TASK STATEMENT. Rewrite the lines below, replacing "put a point on" with "mark" wherever it occurs and leaving everything else the same.

[Entries from a point annotation set]
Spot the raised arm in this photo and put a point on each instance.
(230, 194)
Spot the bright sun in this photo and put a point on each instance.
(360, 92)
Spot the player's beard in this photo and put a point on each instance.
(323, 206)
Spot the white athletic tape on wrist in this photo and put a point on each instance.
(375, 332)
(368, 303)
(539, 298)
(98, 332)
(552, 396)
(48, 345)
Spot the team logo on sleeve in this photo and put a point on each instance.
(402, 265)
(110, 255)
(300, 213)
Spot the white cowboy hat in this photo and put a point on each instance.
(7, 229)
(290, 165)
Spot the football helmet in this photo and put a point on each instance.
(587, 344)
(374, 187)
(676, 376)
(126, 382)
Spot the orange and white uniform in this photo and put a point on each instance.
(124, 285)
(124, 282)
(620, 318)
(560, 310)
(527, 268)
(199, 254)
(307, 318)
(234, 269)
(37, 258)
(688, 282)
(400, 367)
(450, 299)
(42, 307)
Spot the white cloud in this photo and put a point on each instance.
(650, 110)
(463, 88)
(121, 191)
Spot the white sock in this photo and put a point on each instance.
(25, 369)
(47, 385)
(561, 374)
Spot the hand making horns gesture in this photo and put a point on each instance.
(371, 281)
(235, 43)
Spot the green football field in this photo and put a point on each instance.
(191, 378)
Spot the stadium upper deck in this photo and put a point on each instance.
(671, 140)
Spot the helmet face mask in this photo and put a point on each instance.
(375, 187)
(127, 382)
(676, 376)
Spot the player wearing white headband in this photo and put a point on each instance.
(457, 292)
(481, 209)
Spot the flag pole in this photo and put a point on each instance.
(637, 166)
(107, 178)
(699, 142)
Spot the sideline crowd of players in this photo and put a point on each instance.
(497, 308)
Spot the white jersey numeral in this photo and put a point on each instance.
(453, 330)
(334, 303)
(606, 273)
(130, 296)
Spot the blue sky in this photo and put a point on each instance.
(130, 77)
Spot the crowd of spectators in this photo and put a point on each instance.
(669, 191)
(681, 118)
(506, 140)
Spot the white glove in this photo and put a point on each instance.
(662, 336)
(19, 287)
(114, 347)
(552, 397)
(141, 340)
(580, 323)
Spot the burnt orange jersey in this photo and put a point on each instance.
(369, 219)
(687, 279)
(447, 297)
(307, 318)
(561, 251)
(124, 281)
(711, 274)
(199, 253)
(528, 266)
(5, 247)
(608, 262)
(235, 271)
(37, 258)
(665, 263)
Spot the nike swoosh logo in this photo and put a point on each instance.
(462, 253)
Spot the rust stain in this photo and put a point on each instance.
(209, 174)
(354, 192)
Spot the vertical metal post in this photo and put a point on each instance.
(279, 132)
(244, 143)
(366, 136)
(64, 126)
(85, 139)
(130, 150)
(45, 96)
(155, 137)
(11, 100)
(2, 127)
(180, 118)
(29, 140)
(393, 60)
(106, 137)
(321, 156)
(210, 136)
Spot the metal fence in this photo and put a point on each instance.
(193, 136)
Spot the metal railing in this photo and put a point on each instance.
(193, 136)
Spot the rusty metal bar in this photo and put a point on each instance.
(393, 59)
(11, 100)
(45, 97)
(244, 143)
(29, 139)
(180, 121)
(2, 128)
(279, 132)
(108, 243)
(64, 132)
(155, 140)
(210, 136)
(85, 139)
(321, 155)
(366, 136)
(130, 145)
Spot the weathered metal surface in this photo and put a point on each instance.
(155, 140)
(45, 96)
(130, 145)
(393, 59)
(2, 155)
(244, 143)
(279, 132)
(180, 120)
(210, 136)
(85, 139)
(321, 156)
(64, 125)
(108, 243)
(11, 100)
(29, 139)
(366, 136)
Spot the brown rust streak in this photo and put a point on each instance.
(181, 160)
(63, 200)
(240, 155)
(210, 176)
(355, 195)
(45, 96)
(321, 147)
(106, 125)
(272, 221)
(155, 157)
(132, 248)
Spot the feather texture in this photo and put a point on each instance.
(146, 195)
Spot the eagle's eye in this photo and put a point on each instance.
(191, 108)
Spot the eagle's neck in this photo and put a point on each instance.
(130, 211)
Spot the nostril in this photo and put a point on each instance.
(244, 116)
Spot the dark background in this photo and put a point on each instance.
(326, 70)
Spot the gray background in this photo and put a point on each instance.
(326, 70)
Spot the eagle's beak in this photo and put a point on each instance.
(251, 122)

WORKED SOLUTION.
Spot the raised arm in this photo and mark each instance.
(230, 194)
Spot the bright sun in this photo and mark each instance.
(360, 92)
Spot the player's beard in this photo and mark each instance.
(323, 206)
Spot the white athletic tape on wrist in this photo and mark each instance.
(375, 332)
(368, 303)
(539, 298)
(98, 332)
(552, 396)
(48, 345)
Spot the team logo on sleeve in this photo and mark each instance.
(402, 265)
(110, 255)
(300, 213)
Spot the white cowboy hat in this photo and mark each instance.
(7, 229)
(290, 165)
Spot the football helmet in this photo and mark each instance.
(587, 344)
(374, 187)
(676, 376)
(126, 382)
Spot the orange and white uniform in this photo and mark each instance.
(124, 285)
(124, 282)
(620, 318)
(560, 310)
(527, 268)
(199, 254)
(307, 318)
(234, 269)
(37, 258)
(688, 282)
(400, 367)
(450, 299)
(42, 307)
Spot the white cloud in this photo and mark each instance.
(650, 110)
(463, 88)
(121, 191)
Spot the white sock in this photo and mark each instance.
(25, 369)
(47, 385)
(561, 374)
Spot the hand making horns gesture in this photo and mark each instance.
(371, 281)
(235, 43)
Spot the green football field in this photo and mark each instance.
(191, 378)
Spot the stadium upper deck in this photo and mark each instance.
(671, 140)
Spot the helmet face mask in this photo and mark each instance.
(375, 187)
(127, 382)
(676, 376)
Spot the player wearing white headband in this photo and mark each instance.
(457, 292)
(481, 209)
Spot the flag pole in this photo and mark each instance.
(637, 166)
(107, 178)
(699, 142)
Spot the sideline crowd of players in this photo and mark each instance.
(497, 308)
Spot the white jersey numeral in this photo and mark each instance.
(453, 330)
(334, 303)
(606, 273)
(130, 296)
Spot the blue sky in this photo and mark each instance.
(130, 77)
Spot the crowd of spectators in this photo and mark each instance.
(669, 191)
(681, 118)
(506, 140)
Spot the white glove in this photo and mark each instance.
(662, 336)
(19, 287)
(114, 347)
(552, 397)
(141, 340)
(580, 323)
Spot the burnt orange jersey in this photo and mark each instance.
(369, 219)
(687, 279)
(447, 297)
(307, 318)
(561, 251)
(124, 281)
(711, 274)
(199, 253)
(528, 266)
(5, 247)
(608, 262)
(235, 271)
(37, 258)
(665, 263)
Spot the nike swoosh logo in this photo and mark each instance.
(462, 253)
Spot the rust stain in this photo and mark each instance.
(209, 174)
(354, 192)
Spot the vertical metal post in this photo and mark each instance.
(279, 132)
(244, 143)
(366, 136)
(64, 126)
(85, 139)
(130, 150)
(45, 96)
(155, 137)
(11, 100)
(2, 127)
(180, 118)
(29, 140)
(393, 60)
(106, 137)
(321, 156)
(210, 136)
Spot the metal fence in this photo and mark each instance.
(193, 136)
Spot the metal railing in this photo and mark each instance.
(193, 136)
Spot the rusty metal bar in this photo and mark each instance.
(393, 59)
(11, 100)
(45, 97)
(244, 143)
(29, 139)
(180, 121)
(2, 128)
(279, 132)
(108, 243)
(64, 132)
(155, 140)
(210, 136)
(85, 139)
(321, 155)
(366, 136)
(130, 145)
Spot the weathered metal surface in this photo and mark each instance.
(155, 140)
(45, 96)
(130, 145)
(393, 59)
(2, 155)
(244, 143)
(279, 132)
(180, 120)
(210, 136)
(85, 139)
(321, 156)
(64, 125)
(108, 243)
(11, 100)
(29, 139)
(366, 136)
Spot the brown rust streak in this photo and mark each instance.
(181, 160)
(63, 200)
(240, 155)
(210, 176)
(355, 195)
(45, 96)
(321, 147)
(106, 125)
(272, 221)
(155, 157)
(132, 248)
Spot the feather texture in this photo and mark each instance.
(146, 195)
Spot the eagle's eye in this photo and mark each instance.
(191, 108)
Spot the eagle's neck in this photo and mark each instance.
(130, 211)
Spot the nostril in this photo and mark each instance.
(244, 116)
Spot the dark background in this photo and mark each instance.
(326, 70)
Spot the gray background in this photo and mark each instance.
(326, 70)
Spot the eagle's beak in this photo and mark each instance.
(251, 122)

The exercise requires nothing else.